Repeat word for word everything from the line containing "Exercise. Put one point on each instance of the grassy" to the end of the listing, first and last lines included, and only that.

EXCERPTED DATA →
- - -

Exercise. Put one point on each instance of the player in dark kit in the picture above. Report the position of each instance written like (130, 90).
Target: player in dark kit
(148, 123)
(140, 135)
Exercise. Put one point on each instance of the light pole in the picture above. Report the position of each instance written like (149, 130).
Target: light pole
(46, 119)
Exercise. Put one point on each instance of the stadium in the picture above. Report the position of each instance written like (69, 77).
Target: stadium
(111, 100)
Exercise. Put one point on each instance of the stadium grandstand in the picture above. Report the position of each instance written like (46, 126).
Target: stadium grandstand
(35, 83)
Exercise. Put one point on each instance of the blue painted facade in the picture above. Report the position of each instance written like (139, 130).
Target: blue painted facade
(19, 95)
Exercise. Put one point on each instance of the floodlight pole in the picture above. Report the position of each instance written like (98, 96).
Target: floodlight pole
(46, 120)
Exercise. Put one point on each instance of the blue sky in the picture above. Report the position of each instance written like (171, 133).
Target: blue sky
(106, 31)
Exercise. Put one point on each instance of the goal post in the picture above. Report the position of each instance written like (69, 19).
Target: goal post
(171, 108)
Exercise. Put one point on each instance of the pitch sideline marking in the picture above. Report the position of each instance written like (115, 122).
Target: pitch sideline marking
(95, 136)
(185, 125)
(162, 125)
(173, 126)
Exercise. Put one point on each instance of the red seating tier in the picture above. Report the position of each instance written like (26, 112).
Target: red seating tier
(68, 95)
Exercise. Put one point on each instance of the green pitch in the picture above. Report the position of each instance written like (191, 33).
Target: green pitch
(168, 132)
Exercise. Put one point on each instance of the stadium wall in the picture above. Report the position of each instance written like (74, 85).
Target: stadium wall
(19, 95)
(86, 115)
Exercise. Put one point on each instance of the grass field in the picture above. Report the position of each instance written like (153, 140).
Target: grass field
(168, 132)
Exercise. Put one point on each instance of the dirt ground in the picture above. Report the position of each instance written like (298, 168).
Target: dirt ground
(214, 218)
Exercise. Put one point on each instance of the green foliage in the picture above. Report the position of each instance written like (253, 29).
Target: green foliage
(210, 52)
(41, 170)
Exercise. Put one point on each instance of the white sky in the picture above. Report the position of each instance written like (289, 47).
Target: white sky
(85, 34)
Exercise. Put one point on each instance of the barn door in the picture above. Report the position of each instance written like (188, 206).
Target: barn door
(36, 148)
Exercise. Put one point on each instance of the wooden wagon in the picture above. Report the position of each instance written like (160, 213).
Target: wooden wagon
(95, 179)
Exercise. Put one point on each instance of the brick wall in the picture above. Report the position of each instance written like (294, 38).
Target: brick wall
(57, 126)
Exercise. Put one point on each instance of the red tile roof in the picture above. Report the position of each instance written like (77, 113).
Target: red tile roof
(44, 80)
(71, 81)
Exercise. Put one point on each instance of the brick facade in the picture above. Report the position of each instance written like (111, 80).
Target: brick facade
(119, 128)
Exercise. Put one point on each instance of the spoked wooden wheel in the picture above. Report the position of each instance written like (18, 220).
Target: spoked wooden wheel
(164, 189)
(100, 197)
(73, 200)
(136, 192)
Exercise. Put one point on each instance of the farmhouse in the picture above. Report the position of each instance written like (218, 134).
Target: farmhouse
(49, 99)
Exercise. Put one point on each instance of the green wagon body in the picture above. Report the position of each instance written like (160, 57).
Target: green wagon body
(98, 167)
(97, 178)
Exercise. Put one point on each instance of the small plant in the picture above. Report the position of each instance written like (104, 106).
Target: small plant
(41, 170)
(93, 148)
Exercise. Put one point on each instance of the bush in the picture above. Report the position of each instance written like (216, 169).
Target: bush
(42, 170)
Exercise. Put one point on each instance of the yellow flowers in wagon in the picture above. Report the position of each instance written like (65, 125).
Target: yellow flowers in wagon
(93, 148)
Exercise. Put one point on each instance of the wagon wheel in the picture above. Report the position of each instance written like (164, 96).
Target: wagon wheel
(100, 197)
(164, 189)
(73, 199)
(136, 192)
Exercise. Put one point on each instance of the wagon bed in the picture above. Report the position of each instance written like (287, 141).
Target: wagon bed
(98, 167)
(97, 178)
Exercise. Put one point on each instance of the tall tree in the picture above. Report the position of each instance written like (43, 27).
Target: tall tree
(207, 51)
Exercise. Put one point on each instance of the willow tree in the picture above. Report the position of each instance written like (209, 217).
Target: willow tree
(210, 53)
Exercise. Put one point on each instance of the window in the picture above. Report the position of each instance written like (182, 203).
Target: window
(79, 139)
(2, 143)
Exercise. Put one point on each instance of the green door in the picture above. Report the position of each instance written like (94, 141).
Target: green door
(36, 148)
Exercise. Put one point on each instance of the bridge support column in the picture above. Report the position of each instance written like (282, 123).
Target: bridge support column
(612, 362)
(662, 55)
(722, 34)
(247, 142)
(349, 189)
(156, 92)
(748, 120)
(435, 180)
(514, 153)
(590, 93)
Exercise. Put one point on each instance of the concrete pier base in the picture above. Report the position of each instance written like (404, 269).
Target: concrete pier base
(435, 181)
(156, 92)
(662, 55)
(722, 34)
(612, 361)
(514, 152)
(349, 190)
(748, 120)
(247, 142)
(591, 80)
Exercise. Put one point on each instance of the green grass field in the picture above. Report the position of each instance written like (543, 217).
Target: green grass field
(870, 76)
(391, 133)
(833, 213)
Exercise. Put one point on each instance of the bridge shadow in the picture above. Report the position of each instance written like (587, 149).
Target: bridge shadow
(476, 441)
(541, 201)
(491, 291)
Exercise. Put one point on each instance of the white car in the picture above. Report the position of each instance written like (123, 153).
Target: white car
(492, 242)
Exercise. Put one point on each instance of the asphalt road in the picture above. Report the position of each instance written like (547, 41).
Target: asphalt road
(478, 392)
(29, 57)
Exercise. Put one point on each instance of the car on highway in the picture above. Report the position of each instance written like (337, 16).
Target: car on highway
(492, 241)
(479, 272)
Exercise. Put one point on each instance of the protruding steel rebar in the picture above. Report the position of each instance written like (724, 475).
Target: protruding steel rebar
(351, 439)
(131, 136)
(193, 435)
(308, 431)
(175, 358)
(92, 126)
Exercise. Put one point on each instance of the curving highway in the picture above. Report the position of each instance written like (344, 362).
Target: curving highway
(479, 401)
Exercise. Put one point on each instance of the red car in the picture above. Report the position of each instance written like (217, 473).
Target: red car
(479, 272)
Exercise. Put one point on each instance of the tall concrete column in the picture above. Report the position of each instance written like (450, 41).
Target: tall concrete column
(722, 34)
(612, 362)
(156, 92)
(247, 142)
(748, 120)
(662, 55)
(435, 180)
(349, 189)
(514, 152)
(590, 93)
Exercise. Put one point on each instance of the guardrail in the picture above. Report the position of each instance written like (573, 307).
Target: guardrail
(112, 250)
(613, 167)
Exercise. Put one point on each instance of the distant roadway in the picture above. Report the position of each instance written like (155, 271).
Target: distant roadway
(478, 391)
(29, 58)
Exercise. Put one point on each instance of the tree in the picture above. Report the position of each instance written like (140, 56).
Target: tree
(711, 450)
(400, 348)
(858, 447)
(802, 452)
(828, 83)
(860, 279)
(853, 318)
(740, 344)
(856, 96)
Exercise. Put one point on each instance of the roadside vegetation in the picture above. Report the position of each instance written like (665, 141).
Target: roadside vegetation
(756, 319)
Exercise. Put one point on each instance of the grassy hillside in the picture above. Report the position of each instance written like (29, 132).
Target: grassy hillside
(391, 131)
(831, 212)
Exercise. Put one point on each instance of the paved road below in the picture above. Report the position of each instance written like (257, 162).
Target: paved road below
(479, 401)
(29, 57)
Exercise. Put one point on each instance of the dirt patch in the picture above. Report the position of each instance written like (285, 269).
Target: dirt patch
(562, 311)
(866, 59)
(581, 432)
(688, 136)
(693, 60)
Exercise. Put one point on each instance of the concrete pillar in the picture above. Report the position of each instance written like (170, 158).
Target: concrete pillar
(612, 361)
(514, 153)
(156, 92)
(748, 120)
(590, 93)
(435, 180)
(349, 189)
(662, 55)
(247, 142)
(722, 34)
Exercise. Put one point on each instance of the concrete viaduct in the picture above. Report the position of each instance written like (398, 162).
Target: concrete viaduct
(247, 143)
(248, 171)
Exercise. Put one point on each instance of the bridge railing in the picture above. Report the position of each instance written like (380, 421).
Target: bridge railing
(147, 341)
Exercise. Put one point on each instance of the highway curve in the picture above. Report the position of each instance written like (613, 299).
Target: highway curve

- - -

FULL ANSWER →
Exercise. Put one point on each instance of the grassy hillside in the picture above. Report the position of each instance written like (29, 132).
Target: grassy hillside
(391, 131)
(831, 212)
Exercise. Put one point on each instance of the paved road below in the picture above. Report the position of each instance written like (257, 162).
Target: paved road below
(479, 401)
(29, 57)
Exercise. Put one point on each instance of the dirt patch in the picture above. Report the position of each instance written like (285, 269).
Target: dirt patch
(562, 311)
(866, 59)
(581, 432)
(688, 136)
(693, 60)
Exercise. Put one point on each instance of the concrete pillar in the picture above. Report the position of each instance written like (170, 158).
Target: concrete pillar
(612, 361)
(514, 153)
(156, 92)
(748, 120)
(590, 93)
(435, 180)
(349, 189)
(662, 55)
(247, 142)
(722, 34)
Exercise. Put one point on each instance of the concrete viaduct in the picture above. Report the position of each instance written like (398, 162).
Target: concrete viaduct
(247, 143)
(248, 171)
Exercise. Put one point on each instance of the bridge railing in the picture above. Report the position of each instance written like (380, 421).
Target: bridge railing
(147, 341)
Exercise. Put one point on each instance of the highway curve in the picture above. Report the position of each instance written like (613, 299).
Target: highway curve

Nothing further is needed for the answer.